Exercise
Collect every line in the items below that contains the string "braided", matching case exactly.

Supplied information
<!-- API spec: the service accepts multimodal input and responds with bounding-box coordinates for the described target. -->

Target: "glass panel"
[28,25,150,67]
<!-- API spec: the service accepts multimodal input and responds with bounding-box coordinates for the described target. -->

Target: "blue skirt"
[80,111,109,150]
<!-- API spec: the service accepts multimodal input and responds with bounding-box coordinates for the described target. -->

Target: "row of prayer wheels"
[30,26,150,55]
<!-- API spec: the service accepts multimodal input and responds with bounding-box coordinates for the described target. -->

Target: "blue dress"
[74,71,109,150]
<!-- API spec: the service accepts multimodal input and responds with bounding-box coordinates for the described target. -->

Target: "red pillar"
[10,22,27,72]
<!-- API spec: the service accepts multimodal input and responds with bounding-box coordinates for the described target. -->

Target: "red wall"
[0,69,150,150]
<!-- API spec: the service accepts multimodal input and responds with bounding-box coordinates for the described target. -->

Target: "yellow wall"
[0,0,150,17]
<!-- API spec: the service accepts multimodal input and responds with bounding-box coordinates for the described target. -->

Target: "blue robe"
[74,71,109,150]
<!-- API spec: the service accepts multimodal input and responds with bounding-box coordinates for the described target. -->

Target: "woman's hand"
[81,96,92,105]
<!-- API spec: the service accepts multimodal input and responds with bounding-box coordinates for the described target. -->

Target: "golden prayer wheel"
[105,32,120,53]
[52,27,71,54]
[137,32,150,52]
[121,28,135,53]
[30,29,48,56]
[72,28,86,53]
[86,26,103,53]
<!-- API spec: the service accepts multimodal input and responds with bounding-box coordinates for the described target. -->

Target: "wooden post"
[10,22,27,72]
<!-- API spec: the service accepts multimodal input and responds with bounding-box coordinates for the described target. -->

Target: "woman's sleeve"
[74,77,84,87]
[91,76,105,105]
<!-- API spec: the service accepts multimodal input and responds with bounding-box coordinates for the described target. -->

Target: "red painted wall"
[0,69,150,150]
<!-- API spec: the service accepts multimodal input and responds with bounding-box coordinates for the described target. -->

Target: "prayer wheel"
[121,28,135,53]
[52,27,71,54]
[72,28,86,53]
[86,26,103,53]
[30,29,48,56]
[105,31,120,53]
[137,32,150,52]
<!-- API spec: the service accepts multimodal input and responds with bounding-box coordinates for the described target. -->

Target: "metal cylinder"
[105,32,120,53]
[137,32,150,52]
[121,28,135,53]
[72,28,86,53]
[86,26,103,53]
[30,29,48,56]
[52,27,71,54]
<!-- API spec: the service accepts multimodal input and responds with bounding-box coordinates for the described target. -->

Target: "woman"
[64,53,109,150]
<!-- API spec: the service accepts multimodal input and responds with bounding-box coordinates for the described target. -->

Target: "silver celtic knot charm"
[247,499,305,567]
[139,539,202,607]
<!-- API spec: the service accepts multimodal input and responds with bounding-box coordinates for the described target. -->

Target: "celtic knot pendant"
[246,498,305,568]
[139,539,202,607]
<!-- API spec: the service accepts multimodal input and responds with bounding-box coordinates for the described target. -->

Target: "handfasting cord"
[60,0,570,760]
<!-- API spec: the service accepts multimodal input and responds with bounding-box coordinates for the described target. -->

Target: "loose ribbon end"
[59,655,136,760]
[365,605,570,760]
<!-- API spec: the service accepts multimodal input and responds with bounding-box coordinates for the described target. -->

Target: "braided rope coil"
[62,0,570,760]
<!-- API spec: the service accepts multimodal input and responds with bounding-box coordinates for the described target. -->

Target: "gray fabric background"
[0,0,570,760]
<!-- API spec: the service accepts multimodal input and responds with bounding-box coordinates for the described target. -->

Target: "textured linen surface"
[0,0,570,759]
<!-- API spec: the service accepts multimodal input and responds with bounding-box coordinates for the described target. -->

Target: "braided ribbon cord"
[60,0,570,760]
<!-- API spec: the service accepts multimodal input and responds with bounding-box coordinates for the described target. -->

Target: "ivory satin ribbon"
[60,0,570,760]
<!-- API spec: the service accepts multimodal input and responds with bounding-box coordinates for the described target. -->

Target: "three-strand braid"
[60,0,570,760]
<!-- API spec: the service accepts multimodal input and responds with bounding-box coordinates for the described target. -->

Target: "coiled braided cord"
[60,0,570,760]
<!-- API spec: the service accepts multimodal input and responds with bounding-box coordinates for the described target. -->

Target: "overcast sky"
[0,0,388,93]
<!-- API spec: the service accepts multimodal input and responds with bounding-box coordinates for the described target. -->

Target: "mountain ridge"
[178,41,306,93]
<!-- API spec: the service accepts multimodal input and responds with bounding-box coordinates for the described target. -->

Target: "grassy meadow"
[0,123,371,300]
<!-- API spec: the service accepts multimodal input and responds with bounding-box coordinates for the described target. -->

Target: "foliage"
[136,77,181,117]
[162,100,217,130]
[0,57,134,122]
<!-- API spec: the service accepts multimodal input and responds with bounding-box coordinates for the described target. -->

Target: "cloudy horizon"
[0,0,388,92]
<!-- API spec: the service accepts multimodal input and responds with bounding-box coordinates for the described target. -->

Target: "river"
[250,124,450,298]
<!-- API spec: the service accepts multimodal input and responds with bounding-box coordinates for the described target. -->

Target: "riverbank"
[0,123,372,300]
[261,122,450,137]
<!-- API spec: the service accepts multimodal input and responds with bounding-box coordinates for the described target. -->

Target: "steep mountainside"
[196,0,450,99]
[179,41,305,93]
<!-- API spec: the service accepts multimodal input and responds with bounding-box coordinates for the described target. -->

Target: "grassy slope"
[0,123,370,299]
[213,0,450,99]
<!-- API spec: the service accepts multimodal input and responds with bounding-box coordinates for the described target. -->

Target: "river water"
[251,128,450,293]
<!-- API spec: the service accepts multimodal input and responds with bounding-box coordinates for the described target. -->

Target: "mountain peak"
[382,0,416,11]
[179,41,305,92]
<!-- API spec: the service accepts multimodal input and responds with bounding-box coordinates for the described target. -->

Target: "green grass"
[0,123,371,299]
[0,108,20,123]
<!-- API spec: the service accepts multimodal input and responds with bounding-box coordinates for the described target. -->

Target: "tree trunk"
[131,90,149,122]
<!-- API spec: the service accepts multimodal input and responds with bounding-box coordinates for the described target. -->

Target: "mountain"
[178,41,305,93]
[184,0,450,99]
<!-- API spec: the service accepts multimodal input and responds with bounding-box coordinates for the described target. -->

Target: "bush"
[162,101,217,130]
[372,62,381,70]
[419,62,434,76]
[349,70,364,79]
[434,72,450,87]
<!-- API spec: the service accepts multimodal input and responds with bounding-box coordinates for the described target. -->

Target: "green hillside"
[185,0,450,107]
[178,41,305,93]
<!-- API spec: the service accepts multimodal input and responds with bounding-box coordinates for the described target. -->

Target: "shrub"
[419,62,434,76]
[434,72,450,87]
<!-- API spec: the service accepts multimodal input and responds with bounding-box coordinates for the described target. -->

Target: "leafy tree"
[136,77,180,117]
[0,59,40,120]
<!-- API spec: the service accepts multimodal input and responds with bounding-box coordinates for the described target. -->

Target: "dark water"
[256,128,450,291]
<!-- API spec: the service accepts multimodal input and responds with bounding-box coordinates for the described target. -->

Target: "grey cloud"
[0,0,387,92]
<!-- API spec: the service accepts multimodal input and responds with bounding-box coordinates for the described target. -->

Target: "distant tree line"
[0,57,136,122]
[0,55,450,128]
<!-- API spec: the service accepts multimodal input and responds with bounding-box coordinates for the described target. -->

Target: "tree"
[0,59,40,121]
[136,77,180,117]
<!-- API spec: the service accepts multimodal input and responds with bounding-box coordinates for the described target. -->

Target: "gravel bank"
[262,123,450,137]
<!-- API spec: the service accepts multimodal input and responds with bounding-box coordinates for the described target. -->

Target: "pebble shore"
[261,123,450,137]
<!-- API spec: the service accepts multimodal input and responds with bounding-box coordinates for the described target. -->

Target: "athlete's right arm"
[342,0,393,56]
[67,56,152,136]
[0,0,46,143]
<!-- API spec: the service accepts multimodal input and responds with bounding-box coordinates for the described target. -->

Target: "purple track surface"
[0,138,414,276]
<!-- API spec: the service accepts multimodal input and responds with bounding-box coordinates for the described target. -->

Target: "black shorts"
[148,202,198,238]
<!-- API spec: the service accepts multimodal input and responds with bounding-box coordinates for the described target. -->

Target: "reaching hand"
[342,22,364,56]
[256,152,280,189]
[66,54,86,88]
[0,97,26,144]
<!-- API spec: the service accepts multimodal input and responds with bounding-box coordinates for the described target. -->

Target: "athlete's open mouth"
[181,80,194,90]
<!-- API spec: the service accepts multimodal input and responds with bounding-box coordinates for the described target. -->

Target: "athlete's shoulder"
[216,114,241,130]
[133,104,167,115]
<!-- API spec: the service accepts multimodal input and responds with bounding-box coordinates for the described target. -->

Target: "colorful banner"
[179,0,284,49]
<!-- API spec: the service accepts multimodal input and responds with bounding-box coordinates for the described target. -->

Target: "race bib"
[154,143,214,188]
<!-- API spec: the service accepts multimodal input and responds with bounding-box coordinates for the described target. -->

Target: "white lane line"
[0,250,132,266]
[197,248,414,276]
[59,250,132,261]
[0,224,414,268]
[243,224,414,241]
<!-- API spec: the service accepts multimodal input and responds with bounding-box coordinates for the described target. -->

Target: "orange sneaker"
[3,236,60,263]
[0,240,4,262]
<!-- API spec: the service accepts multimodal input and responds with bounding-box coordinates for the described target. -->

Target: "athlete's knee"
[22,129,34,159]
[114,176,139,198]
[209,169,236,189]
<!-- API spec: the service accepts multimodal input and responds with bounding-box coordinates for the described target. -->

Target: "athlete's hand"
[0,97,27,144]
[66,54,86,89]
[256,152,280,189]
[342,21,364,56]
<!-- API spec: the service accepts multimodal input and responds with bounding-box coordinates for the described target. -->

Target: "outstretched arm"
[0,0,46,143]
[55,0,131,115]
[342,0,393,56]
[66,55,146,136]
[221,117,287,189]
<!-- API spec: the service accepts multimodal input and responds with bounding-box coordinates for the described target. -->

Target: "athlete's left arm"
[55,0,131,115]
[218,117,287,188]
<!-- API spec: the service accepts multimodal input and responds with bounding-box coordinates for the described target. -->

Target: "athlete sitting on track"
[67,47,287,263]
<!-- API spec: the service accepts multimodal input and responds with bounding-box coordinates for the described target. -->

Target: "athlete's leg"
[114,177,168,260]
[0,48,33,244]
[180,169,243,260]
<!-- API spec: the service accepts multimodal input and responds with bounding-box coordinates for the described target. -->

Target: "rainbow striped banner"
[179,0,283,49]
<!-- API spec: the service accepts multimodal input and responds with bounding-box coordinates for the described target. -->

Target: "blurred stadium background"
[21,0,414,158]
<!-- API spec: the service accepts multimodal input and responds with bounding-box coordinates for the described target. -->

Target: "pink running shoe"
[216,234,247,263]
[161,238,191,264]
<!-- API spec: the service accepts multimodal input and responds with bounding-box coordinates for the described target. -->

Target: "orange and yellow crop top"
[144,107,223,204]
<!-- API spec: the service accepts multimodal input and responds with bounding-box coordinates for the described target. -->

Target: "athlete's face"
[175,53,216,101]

Solution for this problem
Target: "braided rope coil"
Target: "braided ribbon cord"
Target: "coiled braided cord"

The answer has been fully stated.